Aim of the task: Print every record exactly, but leave out the pictures.

- - - - -

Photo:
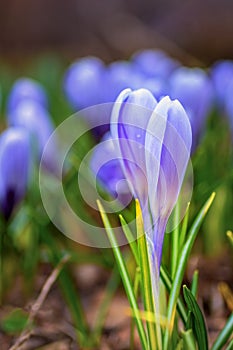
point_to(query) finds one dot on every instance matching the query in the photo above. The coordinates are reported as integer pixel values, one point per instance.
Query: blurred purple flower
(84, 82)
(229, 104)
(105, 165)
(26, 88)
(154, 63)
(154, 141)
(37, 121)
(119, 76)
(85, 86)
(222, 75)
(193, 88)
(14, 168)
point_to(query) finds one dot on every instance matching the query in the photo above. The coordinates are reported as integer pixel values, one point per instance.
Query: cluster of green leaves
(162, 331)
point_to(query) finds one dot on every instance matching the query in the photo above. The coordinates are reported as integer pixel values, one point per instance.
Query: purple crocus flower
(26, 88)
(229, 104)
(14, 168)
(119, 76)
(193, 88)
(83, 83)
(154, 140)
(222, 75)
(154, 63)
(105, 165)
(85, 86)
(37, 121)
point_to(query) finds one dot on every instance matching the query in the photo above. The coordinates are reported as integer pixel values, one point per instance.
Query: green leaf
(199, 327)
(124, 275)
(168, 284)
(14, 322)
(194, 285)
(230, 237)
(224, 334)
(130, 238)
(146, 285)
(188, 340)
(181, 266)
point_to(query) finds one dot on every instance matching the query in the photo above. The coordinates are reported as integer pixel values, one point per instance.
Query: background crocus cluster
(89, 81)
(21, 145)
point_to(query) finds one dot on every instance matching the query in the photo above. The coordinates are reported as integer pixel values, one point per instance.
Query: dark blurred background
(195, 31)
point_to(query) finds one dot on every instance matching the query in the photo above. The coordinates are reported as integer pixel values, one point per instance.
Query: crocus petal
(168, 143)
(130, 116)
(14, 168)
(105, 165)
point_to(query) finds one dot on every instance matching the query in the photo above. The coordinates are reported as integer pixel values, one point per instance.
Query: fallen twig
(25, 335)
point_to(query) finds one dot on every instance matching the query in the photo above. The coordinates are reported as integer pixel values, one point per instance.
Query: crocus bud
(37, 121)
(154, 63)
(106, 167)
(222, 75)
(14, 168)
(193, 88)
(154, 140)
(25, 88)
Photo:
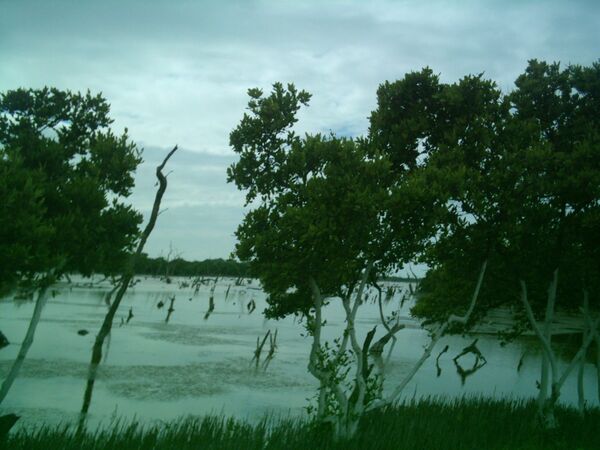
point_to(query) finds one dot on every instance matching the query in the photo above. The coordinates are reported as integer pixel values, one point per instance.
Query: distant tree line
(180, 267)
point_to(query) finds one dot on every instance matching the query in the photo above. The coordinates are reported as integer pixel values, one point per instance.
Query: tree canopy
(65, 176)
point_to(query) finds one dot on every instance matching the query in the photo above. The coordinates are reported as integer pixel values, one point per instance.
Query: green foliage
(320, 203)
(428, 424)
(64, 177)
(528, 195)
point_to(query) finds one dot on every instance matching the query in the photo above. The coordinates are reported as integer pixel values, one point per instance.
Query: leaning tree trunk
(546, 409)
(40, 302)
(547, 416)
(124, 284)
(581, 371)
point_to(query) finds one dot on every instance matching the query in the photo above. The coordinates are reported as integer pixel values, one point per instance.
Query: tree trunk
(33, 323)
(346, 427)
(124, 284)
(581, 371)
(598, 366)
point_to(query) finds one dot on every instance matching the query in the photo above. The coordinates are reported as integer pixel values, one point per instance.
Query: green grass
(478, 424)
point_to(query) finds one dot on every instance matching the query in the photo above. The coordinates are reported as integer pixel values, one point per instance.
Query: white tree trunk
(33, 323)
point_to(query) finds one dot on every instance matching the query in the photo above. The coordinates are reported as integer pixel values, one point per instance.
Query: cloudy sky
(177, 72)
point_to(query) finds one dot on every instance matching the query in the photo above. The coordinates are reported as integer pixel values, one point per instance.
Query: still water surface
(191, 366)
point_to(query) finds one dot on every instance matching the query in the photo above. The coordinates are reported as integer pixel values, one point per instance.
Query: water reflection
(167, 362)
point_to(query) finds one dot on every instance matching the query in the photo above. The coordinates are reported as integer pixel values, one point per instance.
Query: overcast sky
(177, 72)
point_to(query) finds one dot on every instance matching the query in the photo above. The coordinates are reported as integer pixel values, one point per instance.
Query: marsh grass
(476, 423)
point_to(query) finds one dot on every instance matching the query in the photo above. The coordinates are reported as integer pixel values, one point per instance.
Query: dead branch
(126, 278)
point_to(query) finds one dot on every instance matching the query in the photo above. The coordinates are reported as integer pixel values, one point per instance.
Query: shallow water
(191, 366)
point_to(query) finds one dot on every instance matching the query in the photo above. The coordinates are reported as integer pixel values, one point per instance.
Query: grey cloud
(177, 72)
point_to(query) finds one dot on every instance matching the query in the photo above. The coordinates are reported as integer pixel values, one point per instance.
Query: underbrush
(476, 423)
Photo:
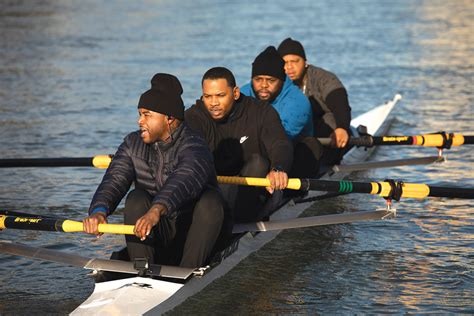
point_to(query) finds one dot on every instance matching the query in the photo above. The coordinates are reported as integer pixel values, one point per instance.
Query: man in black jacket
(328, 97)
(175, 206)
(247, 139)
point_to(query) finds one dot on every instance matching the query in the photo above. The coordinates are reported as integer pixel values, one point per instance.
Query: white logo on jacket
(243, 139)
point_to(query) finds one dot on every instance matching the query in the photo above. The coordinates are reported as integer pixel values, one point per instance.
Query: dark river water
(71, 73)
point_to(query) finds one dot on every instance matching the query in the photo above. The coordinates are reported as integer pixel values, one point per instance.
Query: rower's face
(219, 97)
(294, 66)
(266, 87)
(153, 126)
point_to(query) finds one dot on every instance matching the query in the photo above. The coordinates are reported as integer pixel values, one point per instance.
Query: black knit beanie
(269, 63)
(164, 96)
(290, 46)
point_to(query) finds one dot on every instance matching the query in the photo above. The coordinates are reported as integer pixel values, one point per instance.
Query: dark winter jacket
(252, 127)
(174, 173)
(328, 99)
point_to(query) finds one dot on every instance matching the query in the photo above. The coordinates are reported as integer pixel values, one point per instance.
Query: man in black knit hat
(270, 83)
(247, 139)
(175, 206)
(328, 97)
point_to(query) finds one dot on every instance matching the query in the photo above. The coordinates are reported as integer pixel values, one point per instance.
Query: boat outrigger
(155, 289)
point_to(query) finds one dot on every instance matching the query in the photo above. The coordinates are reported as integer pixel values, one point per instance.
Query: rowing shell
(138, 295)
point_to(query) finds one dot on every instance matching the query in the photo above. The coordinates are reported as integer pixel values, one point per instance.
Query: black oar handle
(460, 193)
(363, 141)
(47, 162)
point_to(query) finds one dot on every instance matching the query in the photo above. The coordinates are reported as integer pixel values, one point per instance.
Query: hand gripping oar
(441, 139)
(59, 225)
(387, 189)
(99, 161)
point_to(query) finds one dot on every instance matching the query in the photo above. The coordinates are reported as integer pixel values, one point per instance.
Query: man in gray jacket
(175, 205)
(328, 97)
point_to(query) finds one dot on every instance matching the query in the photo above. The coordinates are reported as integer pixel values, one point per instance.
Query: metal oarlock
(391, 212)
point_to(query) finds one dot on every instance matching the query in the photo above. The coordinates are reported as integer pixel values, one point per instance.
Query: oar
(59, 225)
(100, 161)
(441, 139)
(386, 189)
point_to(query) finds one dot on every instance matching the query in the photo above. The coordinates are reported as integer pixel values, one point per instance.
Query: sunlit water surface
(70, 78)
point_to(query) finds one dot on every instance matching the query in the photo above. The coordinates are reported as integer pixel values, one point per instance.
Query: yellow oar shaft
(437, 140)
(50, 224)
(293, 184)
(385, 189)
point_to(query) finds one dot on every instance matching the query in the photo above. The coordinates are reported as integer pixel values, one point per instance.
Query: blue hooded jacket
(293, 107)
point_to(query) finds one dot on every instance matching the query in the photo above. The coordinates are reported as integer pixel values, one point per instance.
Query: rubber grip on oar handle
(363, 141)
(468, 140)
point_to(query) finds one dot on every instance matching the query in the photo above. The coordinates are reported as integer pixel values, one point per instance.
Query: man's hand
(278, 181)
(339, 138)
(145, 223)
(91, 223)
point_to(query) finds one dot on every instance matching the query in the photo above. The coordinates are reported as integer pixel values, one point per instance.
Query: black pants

- - - - -

Exercise solution:
Photo:
point_to(query) finds one dot on every instance matching the query in the photo above. The coordinates are reported as integer pixel values, one point per instance.
Query: blurred purple flower
(84, 82)
(229, 104)
(105, 165)
(26, 88)
(154, 63)
(154, 141)
(37, 121)
(119, 76)
(85, 86)
(222, 75)
(193, 88)
(14, 168)
point_to(query) finds one dot on every instance matching the query in the photo above. The coordinates are reported as integer pixel values, one point per instance.
Query: cluster of green leaves
(162, 331)
point_to(query) finds one dot on every instance matching the query in the photo above. The coordinates are reported as integer pixel values, one point per instance.
Query: purple crocus flower
(26, 88)
(229, 104)
(14, 168)
(119, 76)
(193, 88)
(83, 83)
(154, 140)
(222, 75)
(154, 63)
(105, 165)
(85, 86)
(37, 121)
point_to(query) finds one dot on every instance matching the query in the photo above. The coordinates are reported as integer pixel values, one point per instance.
Query: green leaf
(199, 327)
(124, 275)
(168, 284)
(14, 322)
(194, 285)
(230, 237)
(224, 334)
(130, 238)
(146, 285)
(188, 340)
(181, 266)
point_to(query) finds one dot on every instance matching the query in the photo above. The coordinates are reported as integer pixel values, one point per instance.
Query: background crocus cluster
(89, 81)
(21, 145)
point_to(query) finds one dot on every instance matching the query in the photo above. The coordinates are reported as integer pixel values, one point per instance.
Query: dark blurred background
(195, 31)
point_to(query) finds one dot on every instance matching the query in the photo above. The coordinates are reported as integer pixel values, one point per instance.
Query: crocus petal
(168, 143)
(130, 116)
(14, 168)
(105, 165)
point_to(query) finds one dot on every instance matching the query in the photo above. The coordinates are reported as integer pixel values, one point per instance.
Query: fallen twig
(25, 335)
point_to(query) finds one dot on every instance matching the query in the photo above. The coordinates are reported as integer pixel values, one point per instance.
Query: crocus bud
(37, 121)
(154, 63)
(106, 167)
(222, 75)
(14, 168)
(193, 88)
(154, 140)
(25, 88)
Photo:
point_to(query) finds one dot on every instance matching the query in the photo above. The coordinates are reported as integer pixel values, one point per instance.
Query: distant tree line
(180, 267)
point_to(query) finds one dot on every instance matching the query in the photo above. The coordinates are reported as integer pixel values, one point per instance.
Query: tree canopy
(65, 176)
point_to(query) finds one dot on every instance matching the query in the photo above. The coordinates are reported as integer pixel values, one point per instance.
Query: green foliage
(320, 203)
(428, 424)
(64, 177)
(528, 195)
point_to(query) finds one dot on every instance matching the query in the photo above. The coordinates are reported as integer pixel values, one point per instance.
Query: leaning tree trunk
(546, 409)
(40, 302)
(547, 416)
(124, 284)
(581, 371)
point_to(query) finds one dot on every instance matching the query in the photo above. The coordinates are reported as integer pixel values, one point per instance.
Query: tree trunk
(33, 323)
(346, 427)
(124, 284)
(581, 371)
(598, 366)
point_to(query) finds one dot on every instance matching the query in the photo above. The coordinates are reported as integer pixel values, one point per instance.
Query: green grass
(478, 424)
point_to(query) finds one dot on every instance matching the query in the photo above. The coordinates are reported as integer pixel values, one point per instance.
Query: white tree trunk
(33, 323)
point_to(query) finds one dot on every instance matching the query in the photo above. The coordinates are reported as integer pixel values, one point per instance.
Query: cloudy sky
(177, 72)
point_to(query) finds one dot on every instance matching the query in the photo above. The coordinates are reported as integer pixel values, one point per instance.
Query: still water surface
(191, 366)
point_to(query) finds one dot on every instance matching the query in the photo above. The coordinates are reported as integer pixel values, one point per instance.
Query: water reflection
(167, 362)
point_to(query) finds one dot on every instance matching the query in the photo above. The coordinates are reported as integer pixel values, one point per instance.
Query: overcast sky
(177, 72)
point_to(query) finds one dot on every instance matching the query in the photo above. The coordinates are reported as integer pixel values, one point per instance.
Query: marsh grass
(476, 423)
point_to(query) finds one dot on every instance matching the query in the photo above. The coordinates are reported as integer pixel values, one point per instance.
Query: dead branch
(126, 278)
point_to(query) finds one dot on every instance matching the query in the photo above. The coordinates are reported as integer pixel values, one point per instance.
Query: shallow water
(191, 366)
point_to(query) finds one dot on every instance matching the query in the photo above. The coordinates are reported as integer pixel values, one point per instance.
Query: grey cloud
(177, 72)
point_to(query) finds one dot on every instance matching the query in the photo above. The coordinates are reported as integer pixel values, one point per instance.
Query: underbrush
(476, 423)
Photo:
point_to(query) finds one dot on every instance matching the query in the photo above. The coordinates are reported as integer pixel values, one point per instance.
Query: man in black jacket
(328, 97)
(175, 206)
(247, 139)
point_to(query) finds one dot on every instance matching the query in the photo above. The coordinates are reported as integer pixel values, one point per instance.
Query: white logo on jacket
(243, 139)
point_to(query) finds one dot on every instance matching the query in the photo above. The coordinates are reported as integer pixel values, one point per instance.
Query: dark river water
(71, 73)
point_to(query) finds one dot on every instance matching the query in the photo above. The coordinates are reported as integer pixel values, one point per instance.
Query: rower's face
(219, 97)
(294, 66)
(266, 87)
(153, 126)
point_to(query) finds one dot on every instance matching the query in the photo above. The coordinates are reported as integer pixel values, one point per instance.
Query: black knit beanie
(269, 63)
(164, 96)
(290, 46)
point_to(query) finds one dot on every instance matching the query in the photo above. The coordinates are reported as integer pixel values, one point per instance.
Query: dark winter jacket
(252, 127)
(174, 173)
(328, 99)
point_to(query) finds one dot on every instance matching the query in the photo above. The coordinates are reported as integer pixel values, one point per instance.
Query: man in black knit hat
(270, 83)
(247, 139)
(175, 206)
(328, 97)
point_to(query) finds one dot on every instance matching the query in the photo above. The coordinates are reported as integer pixel values, one point per instance.
Query: boat outrigger
(155, 289)
point_to(query) finds one dot on every instance matching the query in the photo above. The coordinates are reported as integer pixel values, one point per instance.
Query: rowing shell
(138, 295)
point_to(query) finds one dot on every instance matching the query in the photo above. The coordinates are reported as integer pixel values, one point per instance.
Query: black oar handle
(460, 193)
(363, 141)
(47, 162)
point_to(query) finds one dot on every instance matching the query in the photo above. The coordinates are reported as integer pixel values, one point per instance.
Query: hand gripping oar
(441, 139)
(59, 225)
(387, 189)
(99, 161)
point_to(query) finds one dot on every instance matching the query in the photo above. The coordinates are reported as integer pixel values, one point per instance.
Query: man in gray jacket
(175, 205)
(328, 97)
point_to(query) finds one dot on every instance matching the query in the photo above. The coordinates are reported as integer pixel values, one point per instance.
Query: metal oarlock
(391, 212)
point_to(query) finds one dot on every instance matching the query in the photo above. The coordinates are reported as integer pixel values, one point per instance.
Query: oar
(59, 225)
(100, 161)
(441, 139)
(386, 189)
point_to(query) finds one dot on every instance matching the query in the photo above. The coordinates are reported as integer pixel values, one point per instance.
Query: sunlit water surface
(70, 78)
point_to(query) finds one dot on every instance matching the query in the photo above. The coordinates are reported as integer pixel values, one point per instance.
Query: yellow oar shaft
(437, 140)
(50, 224)
(293, 184)
(385, 189)
point_to(query) finds one dot on every instance matching the query in the photo above. The coordinates are reported as integer pixel values, one point per instance.
Query: blue hooded jacket
(293, 107)
point_to(query) finds one dot on every instance matching the query in the photo above. The coordinates are reported as integer pixel values, one point per instance.
Query: rubber grip on oar handle
(363, 141)
(468, 140)
point_to(query) finds one dot on every instance matching the query in the photo above. The coordinates are reported as integer pixel values, one point per instance.
Query: man's hand
(278, 181)
(339, 138)
(145, 223)
(91, 223)
point_to(query) finds one dot on every instance matching the query in the photo above. The coordinates are reported as integer pixel values, one point per instance.
Query: black pants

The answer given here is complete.